### Required action
Could every entry be set down once more, exactly as given?
-*-
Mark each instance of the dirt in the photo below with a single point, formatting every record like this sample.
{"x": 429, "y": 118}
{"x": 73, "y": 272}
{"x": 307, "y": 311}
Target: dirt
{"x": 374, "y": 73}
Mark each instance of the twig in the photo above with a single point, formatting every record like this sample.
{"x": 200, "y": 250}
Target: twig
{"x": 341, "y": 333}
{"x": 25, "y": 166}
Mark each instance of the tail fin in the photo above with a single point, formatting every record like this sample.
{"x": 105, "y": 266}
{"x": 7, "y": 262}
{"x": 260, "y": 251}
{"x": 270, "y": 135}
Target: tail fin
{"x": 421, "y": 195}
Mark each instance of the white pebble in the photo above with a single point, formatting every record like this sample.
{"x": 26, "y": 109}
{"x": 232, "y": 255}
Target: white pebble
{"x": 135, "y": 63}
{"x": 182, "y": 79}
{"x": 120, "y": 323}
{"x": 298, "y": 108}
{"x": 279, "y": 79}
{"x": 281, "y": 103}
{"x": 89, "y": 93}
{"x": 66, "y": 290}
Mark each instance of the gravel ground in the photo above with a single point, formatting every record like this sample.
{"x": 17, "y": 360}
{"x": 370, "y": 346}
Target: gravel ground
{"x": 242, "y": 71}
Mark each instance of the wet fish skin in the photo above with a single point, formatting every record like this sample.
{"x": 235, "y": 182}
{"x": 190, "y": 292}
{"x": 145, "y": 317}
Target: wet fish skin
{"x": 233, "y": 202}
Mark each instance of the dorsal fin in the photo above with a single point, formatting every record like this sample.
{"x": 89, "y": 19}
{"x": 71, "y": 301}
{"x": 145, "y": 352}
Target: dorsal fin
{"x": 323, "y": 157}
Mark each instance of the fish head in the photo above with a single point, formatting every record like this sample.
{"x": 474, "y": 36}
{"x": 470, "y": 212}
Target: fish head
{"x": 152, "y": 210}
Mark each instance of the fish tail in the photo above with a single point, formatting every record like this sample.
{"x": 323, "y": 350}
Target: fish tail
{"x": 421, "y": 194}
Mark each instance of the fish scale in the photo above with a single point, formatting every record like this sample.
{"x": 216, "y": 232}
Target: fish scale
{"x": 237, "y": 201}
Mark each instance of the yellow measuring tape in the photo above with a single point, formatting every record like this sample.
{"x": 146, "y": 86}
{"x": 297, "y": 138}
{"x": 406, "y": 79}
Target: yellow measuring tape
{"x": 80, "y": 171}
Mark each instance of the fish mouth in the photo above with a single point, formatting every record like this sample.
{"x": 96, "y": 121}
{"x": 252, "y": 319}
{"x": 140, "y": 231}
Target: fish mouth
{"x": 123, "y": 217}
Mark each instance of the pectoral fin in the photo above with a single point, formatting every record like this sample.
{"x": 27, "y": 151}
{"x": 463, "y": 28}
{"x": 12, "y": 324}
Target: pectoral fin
-*-
### Solution to the problem
Mark each instance of the dirt in the photo below with a single point, formatting every record like this sample.
{"x": 429, "y": 118}
{"x": 73, "y": 272}
{"x": 307, "y": 311}
Target: dirt
{"x": 374, "y": 73}
Mark each instance of the twig in the photo above with a single point, formatting every record like this sample.
{"x": 200, "y": 250}
Target: twig
{"x": 341, "y": 333}
{"x": 25, "y": 166}
Mark each instance of the tail fin in the photo above with a single point, formatting every record like this sample.
{"x": 105, "y": 266}
{"x": 7, "y": 262}
{"x": 260, "y": 251}
{"x": 270, "y": 135}
Target: tail fin
{"x": 421, "y": 195}
Mark each instance of the white pebble in the photo above with a single point, formatting every record like this sample.
{"x": 26, "y": 109}
{"x": 232, "y": 255}
Target: white pebble
{"x": 135, "y": 63}
{"x": 182, "y": 79}
{"x": 120, "y": 323}
{"x": 298, "y": 108}
{"x": 279, "y": 79}
{"x": 281, "y": 103}
{"x": 89, "y": 93}
{"x": 66, "y": 290}
Mark each instance of the gravel ground in the photo above with a single point, formatting every record like this sample.
{"x": 17, "y": 360}
{"x": 370, "y": 346}
Target: gravel ground
{"x": 242, "y": 71}
Mark each instance of the wet fish skin in the photo above with a single point, formatting every record like this sample.
{"x": 235, "y": 182}
{"x": 190, "y": 292}
{"x": 145, "y": 317}
Target: wet fish skin
{"x": 233, "y": 202}
Mark each instance of the dorsal fin in the photo above with a single point, formatting every record like this sample.
{"x": 89, "y": 19}
{"x": 71, "y": 301}
{"x": 145, "y": 352}
Target: dorsal fin
{"x": 323, "y": 157}
Mark each instance of the fish head in the photo above with a single point, formatting every record like this sample.
{"x": 474, "y": 36}
{"x": 470, "y": 212}
Target: fish head
{"x": 152, "y": 210}
Mark each instance of the fish tail in the photo above with a single point, formatting every record like this sample.
{"x": 323, "y": 350}
Target: fish tail
{"x": 421, "y": 194}
Mark each instance of the fish scale in the photo above with a single point, formatting every record like this sample.
{"x": 216, "y": 232}
Target: fish scale
{"x": 237, "y": 201}
Mark each instance of the yellow measuring tape in the photo above with a single point, formatting every record like this sample.
{"x": 146, "y": 86}
{"x": 297, "y": 138}
{"x": 406, "y": 79}
Target: yellow measuring tape
{"x": 80, "y": 171}
Mark each instance of the fish mouth in the photo above with a single point, formatting every record like this sample.
{"x": 96, "y": 121}
{"x": 252, "y": 319}
{"x": 140, "y": 231}
Target: fish mouth
{"x": 123, "y": 217}
Mark each instance of the pectoral fin in the photo above with a single point, formatting every record like this sample.
{"x": 27, "y": 151}
{"x": 463, "y": 28}
{"x": 12, "y": 324}
Target: pectoral fin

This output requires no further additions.